Each record below is to be copied word for word, with pictures removed.

>> BEGIN

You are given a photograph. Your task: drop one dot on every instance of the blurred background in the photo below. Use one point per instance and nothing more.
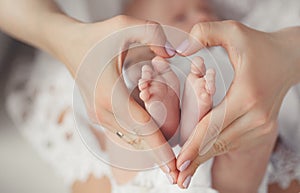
(21, 168)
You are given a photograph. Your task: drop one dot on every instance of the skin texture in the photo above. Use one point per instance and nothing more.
(198, 92)
(43, 25)
(159, 88)
(249, 127)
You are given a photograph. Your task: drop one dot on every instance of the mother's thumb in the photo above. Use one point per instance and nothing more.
(208, 34)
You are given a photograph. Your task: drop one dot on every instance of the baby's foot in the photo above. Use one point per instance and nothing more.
(197, 97)
(159, 88)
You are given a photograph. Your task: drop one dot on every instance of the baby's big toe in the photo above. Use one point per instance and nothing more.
(160, 64)
(198, 66)
(210, 78)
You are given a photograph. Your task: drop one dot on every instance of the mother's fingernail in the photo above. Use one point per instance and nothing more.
(169, 49)
(170, 178)
(184, 165)
(187, 182)
(183, 47)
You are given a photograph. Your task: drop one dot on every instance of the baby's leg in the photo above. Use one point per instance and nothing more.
(197, 97)
(159, 88)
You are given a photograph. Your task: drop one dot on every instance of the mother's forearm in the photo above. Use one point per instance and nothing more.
(40, 23)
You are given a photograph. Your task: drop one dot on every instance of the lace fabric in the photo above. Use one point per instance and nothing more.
(284, 166)
(39, 101)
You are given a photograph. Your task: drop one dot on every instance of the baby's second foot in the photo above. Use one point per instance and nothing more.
(159, 88)
(197, 97)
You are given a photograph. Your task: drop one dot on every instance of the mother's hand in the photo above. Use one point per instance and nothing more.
(108, 101)
(266, 65)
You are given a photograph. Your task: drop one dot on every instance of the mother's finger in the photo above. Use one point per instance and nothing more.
(129, 122)
(233, 139)
(147, 32)
(220, 33)
(207, 130)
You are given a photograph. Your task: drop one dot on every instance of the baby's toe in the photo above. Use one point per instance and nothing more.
(198, 66)
(160, 64)
(210, 78)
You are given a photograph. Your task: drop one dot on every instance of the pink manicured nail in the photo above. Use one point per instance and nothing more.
(169, 49)
(187, 182)
(183, 47)
(170, 178)
(184, 165)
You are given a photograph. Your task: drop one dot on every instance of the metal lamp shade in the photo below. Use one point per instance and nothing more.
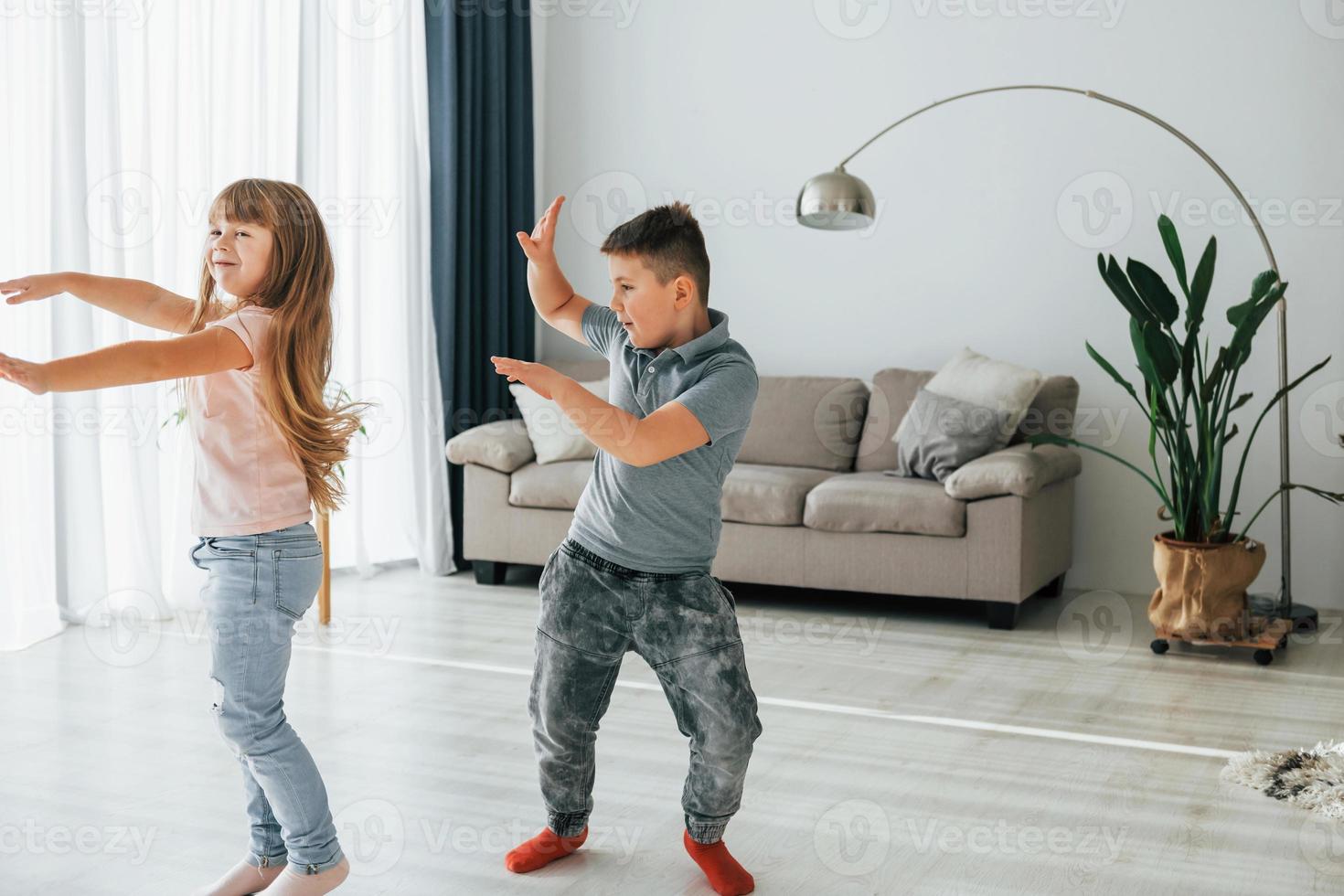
(837, 200)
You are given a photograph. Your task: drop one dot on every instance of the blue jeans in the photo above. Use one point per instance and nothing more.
(260, 586)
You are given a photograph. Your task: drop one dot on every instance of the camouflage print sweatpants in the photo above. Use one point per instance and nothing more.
(684, 624)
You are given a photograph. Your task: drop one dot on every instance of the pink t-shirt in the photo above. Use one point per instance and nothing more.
(248, 480)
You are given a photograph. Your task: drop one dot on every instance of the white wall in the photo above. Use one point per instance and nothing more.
(978, 240)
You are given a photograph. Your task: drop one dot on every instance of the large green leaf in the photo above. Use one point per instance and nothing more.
(1214, 377)
(1123, 291)
(1201, 283)
(1263, 285)
(1161, 349)
(1153, 292)
(1174, 251)
(1110, 369)
(1240, 347)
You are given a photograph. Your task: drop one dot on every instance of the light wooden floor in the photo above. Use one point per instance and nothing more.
(907, 750)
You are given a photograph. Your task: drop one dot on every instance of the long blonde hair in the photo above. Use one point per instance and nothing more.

>> END

[EXERCISE ANSWER]:
You are given a photograph. Your task: drop one dot on every instance of the blurred background in the photo below. Use one point per instance and nothing more.
(21, 168)
You are given a photograph. Your task: drop one dot on every instance of the skin texture in the photo above. Use one point per instance and nothing more.
(198, 92)
(43, 25)
(159, 88)
(249, 127)
You are given a photograph. Your task: drop one dot on every instance of the mother's thumb in the photo above. Use one point per instance and nothing more.
(208, 34)
You are given a photograph. Your task: drop one dot on every instance of the baby's foot in the photo above. Use one point per instance and nothing more.
(197, 97)
(159, 88)
You are given a photograph. Your task: drop one dot on every instance of the baby's big toe in the photo above. Use one point per instance and nothing more.
(160, 64)
(198, 66)
(210, 78)
You are given a photograph. Your task: drop one dot on every instance of the mother's fingernail in the photo above. Use one point per instance and nothing more.
(169, 49)
(170, 178)
(184, 165)
(187, 182)
(183, 47)
You are given a photograph. Your task: drop one dot on every instance of the baby's leg in the photo above. Use one point per instance and nothing more.
(197, 97)
(159, 88)
You are given a photograph. Your task: drop one dot on every instance of the mother's forearm in the photo above. Use one point per instance and nothing more.
(40, 23)
You are given a photograph. Your task: drop one dot on every instance of the lace fabric in the photo above. Use one point per instance and nothing more.
(284, 166)
(39, 101)
You are given a photograph. Your task: drop one dot on every instance of the baby's second foot in the photo above. Use one point per instance and nothing more.
(159, 88)
(197, 97)
You are given a photograph. Your task: drop one dot on every instance of the mother's hand in the photo above. Use one point per instance and nothing more.
(108, 101)
(266, 65)
You are given a photograph. Your task: drop one dot on every instance of the mother's finger in the photo above. Use one point per instance and nothing more.
(129, 122)
(233, 139)
(147, 32)
(220, 33)
(207, 130)
You are given a photograph. Your task: drop one dot on every instance of the baby's toe in the photo above. Use one point per instance and nothing more.
(198, 66)
(160, 64)
(210, 78)
You are given a photograph. Your task: drop one dot on every instance of the pink manicured nail in the photo above. Use one point per instance and nothing more.
(169, 49)
(187, 182)
(183, 47)
(170, 178)
(184, 165)
You are given a photograph. Your task: drop one dot on every instance of the metal lamp shade in the photo below. Use one point per instance and nothing more.
(837, 200)
You are given a photograph. Your task: drop one dot on every instance of the blue jeans in the photo above. Use one point per instance and nothing more.
(260, 586)
You are given a photograph. Your task: drop one dot on every instance of the camouflage print sweatpants in the photo above. Use one point per instance and nothing more.
(684, 624)
You are given a photograph. Your task: drop one dot on every instance of the pink t-shirt in the photo above. Use one point per instance and nothing more.
(248, 480)
You are given a photograph. Your task: drop one dot on every instance of the white wall in the photo above. Use one point per instance and nothing more.
(978, 240)
You are given a photograph. Your task: drop one dot on every instance of the large green leaf in the photo above. Use one point per instance and nothing more.
(1214, 377)
(1123, 291)
(1201, 283)
(1263, 285)
(1161, 349)
(1153, 292)
(1174, 251)
(1110, 369)
(1240, 347)
You are given a photograph. Your task: drop one dot on every instance of the light wooden floor in the photo above. Use one point per instance and nothing more.
(907, 750)
You are given a photograph. Your task: drop one dot on every instance of the long blonde hair in the photo above. Use one point per instance and nothing more.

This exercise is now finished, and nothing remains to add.